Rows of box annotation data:
━━━━━━━━━━━━━━━━
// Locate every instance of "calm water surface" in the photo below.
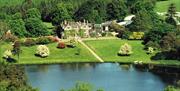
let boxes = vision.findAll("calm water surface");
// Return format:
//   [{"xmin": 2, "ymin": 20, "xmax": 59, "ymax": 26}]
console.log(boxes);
[{"xmin": 26, "ymin": 63, "xmax": 166, "ymax": 91}]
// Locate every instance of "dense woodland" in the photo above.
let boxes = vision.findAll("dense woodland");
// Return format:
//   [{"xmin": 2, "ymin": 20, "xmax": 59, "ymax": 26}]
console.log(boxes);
[{"xmin": 0, "ymin": 63, "xmax": 38, "ymax": 91}]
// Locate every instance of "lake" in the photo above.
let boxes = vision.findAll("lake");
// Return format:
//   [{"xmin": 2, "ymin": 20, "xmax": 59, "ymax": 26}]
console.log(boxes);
[{"xmin": 25, "ymin": 63, "xmax": 167, "ymax": 91}]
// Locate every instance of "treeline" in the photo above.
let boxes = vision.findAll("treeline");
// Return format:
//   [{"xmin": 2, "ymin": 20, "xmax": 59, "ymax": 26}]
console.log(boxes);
[
  {"xmin": 0, "ymin": 0, "xmax": 155, "ymax": 25},
  {"xmin": 0, "ymin": 0, "xmax": 156, "ymax": 37}
]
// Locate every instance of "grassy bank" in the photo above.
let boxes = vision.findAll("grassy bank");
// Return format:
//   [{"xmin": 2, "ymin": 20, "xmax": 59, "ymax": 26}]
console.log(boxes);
[
  {"xmin": 1, "ymin": 43, "xmax": 98, "ymax": 64},
  {"xmin": 155, "ymin": 0, "xmax": 180, "ymax": 12},
  {"xmin": 0, "ymin": 39, "xmax": 180, "ymax": 66},
  {"xmin": 85, "ymin": 39, "xmax": 180, "ymax": 65}
]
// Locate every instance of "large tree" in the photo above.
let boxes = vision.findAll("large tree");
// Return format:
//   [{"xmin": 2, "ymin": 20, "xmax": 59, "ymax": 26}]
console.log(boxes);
[
  {"xmin": 74, "ymin": 0, "xmax": 106, "ymax": 23},
  {"xmin": 165, "ymin": 3, "xmax": 176, "ymax": 26},
  {"xmin": 8, "ymin": 13, "xmax": 28, "ymax": 37}
]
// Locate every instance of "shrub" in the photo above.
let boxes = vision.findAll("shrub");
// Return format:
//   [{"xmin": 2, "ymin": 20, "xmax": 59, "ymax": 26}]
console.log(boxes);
[
  {"xmin": 145, "ymin": 41, "xmax": 160, "ymax": 50},
  {"xmin": 47, "ymin": 36, "xmax": 60, "ymax": 42},
  {"xmin": 36, "ymin": 45, "xmax": 50, "ymax": 58},
  {"xmin": 147, "ymin": 47, "xmax": 154, "ymax": 54},
  {"xmin": 67, "ymin": 39, "xmax": 76, "ymax": 48},
  {"xmin": 25, "ymin": 18, "xmax": 50, "ymax": 37},
  {"xmin": 57, "ymin": 42, "xmax": 66, "ymax": 49},
  {"xmin": 2, "ymin": 31, "xmax": 18, "ymax": 42},
  {"xmin": 23, "ymin": 38, "xmax": 36, "ymax": 46},
  {"xmin": 3, "ymin": 50, "xmax": 12, "ymax": 59},
  {"xmin": 36, "ymin": 37, "xmax": 52, "ymax": 45},
  {"xmin": 118, "ymin": 43, "xmax": 133, "ymax": 56}
]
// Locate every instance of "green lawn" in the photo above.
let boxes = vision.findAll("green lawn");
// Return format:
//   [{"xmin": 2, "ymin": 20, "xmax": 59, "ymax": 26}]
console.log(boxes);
━━━━━━━━━━━━━━━━
→ The task: Report each line in the items above that contains the string "shrub".

→ Expected answer:
// Locate every instance of "shrub" in the photo above.
let boxes = vision.findAll("shrub");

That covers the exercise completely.